■ ABOUT THIS EXERCISE
From the article below on bio-based alternative fuels, list every goal that Lynd says agriculture should pursue by capitalizing on the new interest in alternative energy.

(PASSAGE)

Wednesday, August 30, 2006

Professor: Future looks bright for bio-based alternative fuels

DesMoines Register
ERRY PERKINS
August 29, 2006


Ames, Ia. — The future is now for farm crops and other potential substitutes for petroleum products, Dartmouth College engineering professor Lee Lynd said Monday at the Biobased Industry Outlook Conference at Iowa State University.

Lynd, 48, a widely recognized expert on alternative energy sources, said "a newfound sense of potential" for crops and other forms of alternative energy has set in among the public, the media and investors.

"There have been more changes in the past year than in the previous 25 years," Lynd said. "I see big changes."

Agriculture needs to capitalize on this interest to cut American dependence on foreign oil, lessen the impact of fossil fuels on the environment and improve the farm economy, Lynd said.

He cited biofuels processed from biomass crops or biological waste materials such as wood chips as the best alternative to displace gasoline.

Biomass crops like switchgrass "are very, very cost-competitive raw materials" for fuel production.

Lynd is also chief science officer at Mascoma Corp., a company that wants to make ethanol from cellulose, the woody or fibrous parts of plants or plant-based waste.

In an interview after his speech, Lynd said cellulosic ethanol plants will start to be built as soon as next year. Many pilot plants are under construction.

Existing ethanol plants that now use kernels of corn as a feedstock will be able to be retrofitted to handle biomass materials like corn stalks and cobs, he said.

Retrofitting ethanol plants will be cheaper than building cellulosic plants, he said.

"Capital investment (in a cellulosic ethanol plant) needs to be smaller, rather than larger, because of the risk," Lynd said.

By mixing new biomass sources with more traditional ethanol feedstocks, such as corn kernels, the risk is also lessened, he said.

Biodiesel made from oil seeds, such as soybeans, has less promise as an alternative fuel, Lynd said, because it probably won't displace as much petroleum as cellulosic ethanol will.

(End PASSAGE)
(GIVEN INFORMATION)

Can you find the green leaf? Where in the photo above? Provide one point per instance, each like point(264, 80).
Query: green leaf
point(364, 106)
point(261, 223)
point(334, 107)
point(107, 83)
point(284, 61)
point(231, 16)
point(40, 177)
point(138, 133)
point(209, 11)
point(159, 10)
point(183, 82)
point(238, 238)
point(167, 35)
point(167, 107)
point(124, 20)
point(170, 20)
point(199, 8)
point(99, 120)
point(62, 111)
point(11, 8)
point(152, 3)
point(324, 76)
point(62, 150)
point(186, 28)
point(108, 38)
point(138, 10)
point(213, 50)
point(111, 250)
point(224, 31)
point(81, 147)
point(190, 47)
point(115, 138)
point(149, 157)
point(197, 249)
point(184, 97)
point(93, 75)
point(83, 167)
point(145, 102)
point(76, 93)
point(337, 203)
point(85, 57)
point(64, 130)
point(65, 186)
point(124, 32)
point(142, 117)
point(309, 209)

(End GIVEN INFORMATION)

■ RESULT FOR THIS EXERCISE
- Cut American dependence on foreign oil
- Lessen the impact of fossil fuels on the environment
- Improve the farm economy